***** Records shown
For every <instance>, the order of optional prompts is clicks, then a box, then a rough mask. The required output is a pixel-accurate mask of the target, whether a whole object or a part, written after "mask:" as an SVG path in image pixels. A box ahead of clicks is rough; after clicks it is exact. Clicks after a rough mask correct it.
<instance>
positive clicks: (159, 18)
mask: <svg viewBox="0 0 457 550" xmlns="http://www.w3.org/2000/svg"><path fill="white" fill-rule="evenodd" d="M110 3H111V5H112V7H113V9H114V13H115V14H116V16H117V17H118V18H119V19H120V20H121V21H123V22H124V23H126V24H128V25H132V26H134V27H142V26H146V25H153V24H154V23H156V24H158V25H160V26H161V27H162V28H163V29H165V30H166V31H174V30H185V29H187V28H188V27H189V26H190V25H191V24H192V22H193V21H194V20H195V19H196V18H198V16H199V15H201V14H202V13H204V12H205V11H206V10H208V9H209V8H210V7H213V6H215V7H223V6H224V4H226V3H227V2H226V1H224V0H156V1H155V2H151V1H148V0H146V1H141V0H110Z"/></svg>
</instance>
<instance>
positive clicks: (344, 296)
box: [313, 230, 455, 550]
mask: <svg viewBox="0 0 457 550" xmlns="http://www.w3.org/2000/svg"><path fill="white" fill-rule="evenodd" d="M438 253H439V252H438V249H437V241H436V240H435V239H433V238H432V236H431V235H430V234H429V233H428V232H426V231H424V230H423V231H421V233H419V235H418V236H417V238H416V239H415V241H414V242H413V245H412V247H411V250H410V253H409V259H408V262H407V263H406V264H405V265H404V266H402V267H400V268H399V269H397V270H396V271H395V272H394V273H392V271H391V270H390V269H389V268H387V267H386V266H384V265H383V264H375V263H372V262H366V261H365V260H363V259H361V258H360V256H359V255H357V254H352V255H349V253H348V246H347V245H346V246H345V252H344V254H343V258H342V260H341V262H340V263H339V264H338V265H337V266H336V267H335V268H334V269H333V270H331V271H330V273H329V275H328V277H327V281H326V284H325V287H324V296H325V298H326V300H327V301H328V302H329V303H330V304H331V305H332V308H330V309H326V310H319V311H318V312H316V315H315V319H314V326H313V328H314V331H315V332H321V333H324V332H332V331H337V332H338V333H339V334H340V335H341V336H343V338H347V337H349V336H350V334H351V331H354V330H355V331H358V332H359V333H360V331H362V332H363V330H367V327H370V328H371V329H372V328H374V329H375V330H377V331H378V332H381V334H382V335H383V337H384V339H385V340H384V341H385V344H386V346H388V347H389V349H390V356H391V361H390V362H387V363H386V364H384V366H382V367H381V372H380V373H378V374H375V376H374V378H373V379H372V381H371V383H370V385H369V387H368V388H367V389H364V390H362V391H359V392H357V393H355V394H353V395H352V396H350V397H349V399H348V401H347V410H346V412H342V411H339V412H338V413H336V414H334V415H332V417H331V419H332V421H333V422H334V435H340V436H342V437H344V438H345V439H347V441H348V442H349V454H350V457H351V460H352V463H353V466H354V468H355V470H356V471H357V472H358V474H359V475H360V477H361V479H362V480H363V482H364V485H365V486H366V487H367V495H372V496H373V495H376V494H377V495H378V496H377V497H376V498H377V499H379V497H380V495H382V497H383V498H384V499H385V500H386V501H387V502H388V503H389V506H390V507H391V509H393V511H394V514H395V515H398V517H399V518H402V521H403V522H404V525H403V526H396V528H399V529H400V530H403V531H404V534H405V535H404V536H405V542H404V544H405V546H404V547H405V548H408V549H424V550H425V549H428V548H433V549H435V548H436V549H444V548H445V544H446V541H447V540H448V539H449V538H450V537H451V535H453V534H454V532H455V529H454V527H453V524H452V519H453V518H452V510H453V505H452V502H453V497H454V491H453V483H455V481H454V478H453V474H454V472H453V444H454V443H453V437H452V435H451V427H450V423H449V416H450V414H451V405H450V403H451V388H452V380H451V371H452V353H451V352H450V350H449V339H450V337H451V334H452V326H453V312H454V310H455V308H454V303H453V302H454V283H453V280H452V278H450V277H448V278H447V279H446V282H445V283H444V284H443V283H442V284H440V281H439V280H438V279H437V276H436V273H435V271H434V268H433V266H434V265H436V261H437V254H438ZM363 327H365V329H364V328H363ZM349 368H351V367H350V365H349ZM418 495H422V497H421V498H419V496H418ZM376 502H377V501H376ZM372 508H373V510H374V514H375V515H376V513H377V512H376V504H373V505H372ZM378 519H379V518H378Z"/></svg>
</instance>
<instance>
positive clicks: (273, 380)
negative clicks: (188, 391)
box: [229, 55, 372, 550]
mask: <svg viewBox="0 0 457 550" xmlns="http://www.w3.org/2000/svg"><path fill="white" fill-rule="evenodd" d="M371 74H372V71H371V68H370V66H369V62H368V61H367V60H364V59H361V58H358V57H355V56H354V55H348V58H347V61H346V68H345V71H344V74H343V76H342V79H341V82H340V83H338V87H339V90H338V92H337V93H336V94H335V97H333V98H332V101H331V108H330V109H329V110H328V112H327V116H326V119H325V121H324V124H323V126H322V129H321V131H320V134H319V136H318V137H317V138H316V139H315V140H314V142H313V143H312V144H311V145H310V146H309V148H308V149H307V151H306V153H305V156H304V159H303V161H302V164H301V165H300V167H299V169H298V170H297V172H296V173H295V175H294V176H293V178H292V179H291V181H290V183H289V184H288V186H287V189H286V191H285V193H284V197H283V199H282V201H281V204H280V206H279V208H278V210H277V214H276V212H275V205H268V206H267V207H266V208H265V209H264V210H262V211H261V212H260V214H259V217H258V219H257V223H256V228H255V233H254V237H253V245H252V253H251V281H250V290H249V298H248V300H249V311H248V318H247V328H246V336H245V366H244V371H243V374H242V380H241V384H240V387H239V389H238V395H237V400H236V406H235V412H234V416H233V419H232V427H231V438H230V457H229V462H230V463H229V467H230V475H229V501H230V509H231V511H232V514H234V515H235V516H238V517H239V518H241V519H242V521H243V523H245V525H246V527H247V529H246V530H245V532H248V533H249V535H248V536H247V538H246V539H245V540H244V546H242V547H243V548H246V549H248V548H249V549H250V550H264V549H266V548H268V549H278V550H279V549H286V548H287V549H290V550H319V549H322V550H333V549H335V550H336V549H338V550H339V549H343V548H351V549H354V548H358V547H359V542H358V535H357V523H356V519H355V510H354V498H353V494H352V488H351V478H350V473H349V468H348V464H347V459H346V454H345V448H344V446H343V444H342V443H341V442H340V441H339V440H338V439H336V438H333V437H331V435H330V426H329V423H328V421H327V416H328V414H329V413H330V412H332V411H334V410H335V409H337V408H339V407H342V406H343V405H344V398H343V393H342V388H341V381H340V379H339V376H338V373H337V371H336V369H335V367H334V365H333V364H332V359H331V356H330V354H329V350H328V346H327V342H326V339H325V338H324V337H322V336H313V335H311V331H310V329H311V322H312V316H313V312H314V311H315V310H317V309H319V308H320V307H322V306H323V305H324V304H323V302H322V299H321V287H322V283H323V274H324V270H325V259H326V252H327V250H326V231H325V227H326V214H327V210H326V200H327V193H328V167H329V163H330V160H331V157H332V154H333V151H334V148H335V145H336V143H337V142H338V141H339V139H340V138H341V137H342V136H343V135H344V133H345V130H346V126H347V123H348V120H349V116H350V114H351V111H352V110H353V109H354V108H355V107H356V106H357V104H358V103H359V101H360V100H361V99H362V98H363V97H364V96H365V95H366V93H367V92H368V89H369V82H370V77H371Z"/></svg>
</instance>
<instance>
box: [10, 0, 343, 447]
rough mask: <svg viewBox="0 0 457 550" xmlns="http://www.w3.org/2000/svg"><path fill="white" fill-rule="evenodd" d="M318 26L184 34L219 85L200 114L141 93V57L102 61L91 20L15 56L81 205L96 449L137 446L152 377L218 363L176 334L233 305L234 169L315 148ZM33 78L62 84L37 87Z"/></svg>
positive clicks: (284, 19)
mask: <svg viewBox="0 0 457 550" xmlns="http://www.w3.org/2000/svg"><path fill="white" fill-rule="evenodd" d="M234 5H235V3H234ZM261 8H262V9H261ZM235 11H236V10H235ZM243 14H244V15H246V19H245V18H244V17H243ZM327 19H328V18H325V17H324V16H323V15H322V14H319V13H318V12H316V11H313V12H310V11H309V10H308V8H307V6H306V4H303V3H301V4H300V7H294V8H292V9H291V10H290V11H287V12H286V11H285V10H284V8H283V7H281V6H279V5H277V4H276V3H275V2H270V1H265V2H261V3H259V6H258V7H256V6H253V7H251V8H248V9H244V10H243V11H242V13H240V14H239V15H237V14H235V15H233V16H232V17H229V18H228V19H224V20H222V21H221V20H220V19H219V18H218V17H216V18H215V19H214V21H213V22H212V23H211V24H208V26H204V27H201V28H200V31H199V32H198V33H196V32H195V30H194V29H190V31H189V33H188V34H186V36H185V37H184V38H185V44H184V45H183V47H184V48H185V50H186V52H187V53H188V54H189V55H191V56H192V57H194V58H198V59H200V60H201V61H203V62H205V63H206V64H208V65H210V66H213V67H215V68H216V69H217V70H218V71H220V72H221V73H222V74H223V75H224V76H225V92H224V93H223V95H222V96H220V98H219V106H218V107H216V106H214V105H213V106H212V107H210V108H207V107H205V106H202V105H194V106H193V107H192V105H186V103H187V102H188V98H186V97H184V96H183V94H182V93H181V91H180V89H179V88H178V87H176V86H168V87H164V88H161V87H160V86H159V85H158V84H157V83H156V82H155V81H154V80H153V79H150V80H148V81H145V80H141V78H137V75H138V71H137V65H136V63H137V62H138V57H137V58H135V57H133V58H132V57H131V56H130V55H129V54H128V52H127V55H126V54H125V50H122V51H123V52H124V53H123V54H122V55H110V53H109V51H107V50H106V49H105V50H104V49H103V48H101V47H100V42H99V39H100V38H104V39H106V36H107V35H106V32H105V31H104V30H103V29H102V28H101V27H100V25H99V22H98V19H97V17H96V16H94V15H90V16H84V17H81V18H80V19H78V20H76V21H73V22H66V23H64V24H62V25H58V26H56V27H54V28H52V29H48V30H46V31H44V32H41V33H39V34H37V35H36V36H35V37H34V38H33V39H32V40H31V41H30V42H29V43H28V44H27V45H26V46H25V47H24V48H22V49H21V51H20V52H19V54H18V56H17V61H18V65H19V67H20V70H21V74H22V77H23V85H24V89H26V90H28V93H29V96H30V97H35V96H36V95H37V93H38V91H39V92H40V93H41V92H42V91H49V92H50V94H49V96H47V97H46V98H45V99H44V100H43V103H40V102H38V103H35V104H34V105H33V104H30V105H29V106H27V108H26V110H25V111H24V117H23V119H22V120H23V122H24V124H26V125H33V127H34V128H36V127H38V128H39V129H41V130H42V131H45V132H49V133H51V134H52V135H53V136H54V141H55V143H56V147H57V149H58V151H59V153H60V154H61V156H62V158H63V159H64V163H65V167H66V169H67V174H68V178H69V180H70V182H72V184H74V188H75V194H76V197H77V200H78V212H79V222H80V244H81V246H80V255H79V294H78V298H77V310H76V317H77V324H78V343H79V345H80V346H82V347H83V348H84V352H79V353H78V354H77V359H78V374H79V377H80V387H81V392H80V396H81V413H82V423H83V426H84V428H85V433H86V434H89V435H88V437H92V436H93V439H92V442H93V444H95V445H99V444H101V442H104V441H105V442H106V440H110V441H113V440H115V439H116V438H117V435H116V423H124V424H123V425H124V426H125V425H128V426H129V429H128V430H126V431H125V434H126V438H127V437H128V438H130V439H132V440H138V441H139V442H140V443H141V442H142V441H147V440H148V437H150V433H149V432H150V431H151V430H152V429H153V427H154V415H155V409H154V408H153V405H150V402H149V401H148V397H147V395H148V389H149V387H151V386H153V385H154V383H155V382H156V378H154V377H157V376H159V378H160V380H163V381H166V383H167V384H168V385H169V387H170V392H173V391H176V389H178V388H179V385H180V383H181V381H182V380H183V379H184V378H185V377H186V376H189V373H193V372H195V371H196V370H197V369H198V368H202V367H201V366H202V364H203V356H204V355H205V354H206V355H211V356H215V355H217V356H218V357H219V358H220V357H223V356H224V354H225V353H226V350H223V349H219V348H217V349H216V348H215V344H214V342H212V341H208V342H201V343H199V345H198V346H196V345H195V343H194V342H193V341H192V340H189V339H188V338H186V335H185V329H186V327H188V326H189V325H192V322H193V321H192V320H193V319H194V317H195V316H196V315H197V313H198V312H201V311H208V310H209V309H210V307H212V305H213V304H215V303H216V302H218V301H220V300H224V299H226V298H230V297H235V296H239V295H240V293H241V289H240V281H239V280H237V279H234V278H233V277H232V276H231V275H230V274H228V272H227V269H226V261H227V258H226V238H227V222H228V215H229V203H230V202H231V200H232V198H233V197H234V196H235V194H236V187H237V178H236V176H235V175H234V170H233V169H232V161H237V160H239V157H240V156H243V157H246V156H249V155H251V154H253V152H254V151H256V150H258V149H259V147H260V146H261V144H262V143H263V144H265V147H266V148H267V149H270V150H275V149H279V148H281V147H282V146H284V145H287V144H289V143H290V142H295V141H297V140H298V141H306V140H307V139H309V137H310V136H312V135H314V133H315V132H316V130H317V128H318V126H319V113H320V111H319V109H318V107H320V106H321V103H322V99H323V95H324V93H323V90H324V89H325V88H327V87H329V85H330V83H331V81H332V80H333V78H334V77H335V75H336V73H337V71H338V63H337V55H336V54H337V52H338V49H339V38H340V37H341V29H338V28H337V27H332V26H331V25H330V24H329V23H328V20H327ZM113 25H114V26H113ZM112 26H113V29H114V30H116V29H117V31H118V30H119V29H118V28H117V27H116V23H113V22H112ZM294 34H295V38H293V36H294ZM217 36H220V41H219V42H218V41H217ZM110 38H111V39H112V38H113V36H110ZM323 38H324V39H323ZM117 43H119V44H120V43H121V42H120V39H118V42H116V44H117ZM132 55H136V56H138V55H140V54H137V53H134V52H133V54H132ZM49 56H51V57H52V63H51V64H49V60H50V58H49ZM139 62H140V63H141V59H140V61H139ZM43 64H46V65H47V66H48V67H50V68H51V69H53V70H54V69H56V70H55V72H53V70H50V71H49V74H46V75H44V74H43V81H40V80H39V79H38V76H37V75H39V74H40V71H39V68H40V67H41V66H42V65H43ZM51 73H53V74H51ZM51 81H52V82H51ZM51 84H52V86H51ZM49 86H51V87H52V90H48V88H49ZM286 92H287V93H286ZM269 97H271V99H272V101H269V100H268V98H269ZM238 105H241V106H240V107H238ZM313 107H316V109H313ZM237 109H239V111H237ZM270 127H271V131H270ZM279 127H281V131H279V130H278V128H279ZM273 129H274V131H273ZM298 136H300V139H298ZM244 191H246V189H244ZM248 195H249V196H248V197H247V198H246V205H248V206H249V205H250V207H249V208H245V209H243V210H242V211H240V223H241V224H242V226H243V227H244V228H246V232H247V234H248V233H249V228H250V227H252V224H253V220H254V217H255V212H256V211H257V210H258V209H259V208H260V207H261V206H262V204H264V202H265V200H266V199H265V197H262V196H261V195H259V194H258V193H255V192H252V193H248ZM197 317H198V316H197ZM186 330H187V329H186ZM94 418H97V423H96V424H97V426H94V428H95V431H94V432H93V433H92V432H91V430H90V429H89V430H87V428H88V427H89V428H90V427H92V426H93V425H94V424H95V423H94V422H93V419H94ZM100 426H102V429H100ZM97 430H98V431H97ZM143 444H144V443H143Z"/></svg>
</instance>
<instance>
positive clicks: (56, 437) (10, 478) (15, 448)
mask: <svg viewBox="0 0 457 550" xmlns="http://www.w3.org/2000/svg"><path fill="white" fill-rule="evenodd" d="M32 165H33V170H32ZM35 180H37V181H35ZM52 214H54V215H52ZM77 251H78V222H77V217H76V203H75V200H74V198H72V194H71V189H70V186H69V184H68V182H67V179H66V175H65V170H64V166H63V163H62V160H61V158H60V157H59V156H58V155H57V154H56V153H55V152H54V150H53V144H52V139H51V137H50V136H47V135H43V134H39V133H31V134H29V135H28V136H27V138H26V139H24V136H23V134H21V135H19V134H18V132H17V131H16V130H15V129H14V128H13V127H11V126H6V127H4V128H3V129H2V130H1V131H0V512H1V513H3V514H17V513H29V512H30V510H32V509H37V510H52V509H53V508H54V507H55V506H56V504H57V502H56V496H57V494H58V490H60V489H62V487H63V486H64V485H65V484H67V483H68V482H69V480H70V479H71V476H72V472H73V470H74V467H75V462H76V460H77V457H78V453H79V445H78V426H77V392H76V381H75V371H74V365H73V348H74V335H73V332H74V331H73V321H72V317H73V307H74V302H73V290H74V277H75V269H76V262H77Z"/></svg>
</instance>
**********
→ **What to work on**
Among the entries above, locate the lines containing "positive clicks: (159, 18)" and "positive clicks: (344, 296)", and transcribe exactly those two lines and all lines between.

→ **Exercise result**
positive clicks: (159, 18)
mask: <svg viewBox="0 0 457 550" xmlns="http://www.w3.org/2000/svg"><path fill="white" fill-rule="evenodd" d="M110 3H111V5H112V7H113V9H114V13H115V14H116V16H117V17H118V18H119V19H120V20H121V21H123V22H124V23H126V24H128V25H132V26H134V27H142V26H146V25H153V24H154V23H156V24H158V25H160V26H161V27H162V28H163V29H165V30H166V31H174V30H185V29H187V28H188V27H189V26H190V25H191V24H192V22H193V21H194V20H195V19H196V18H198V16H199V15H201V14H202V13H204V12H205V11H206V10H208V9H209V8H210V7H213V6H215V7H223V6H224V4H226V3H227V2H226V1H224V0H156V1H155V2H151V1H148V0H146V1H141V0H110Z"/></svg>
</instance>
<instance>
positive clicks: (344, 296)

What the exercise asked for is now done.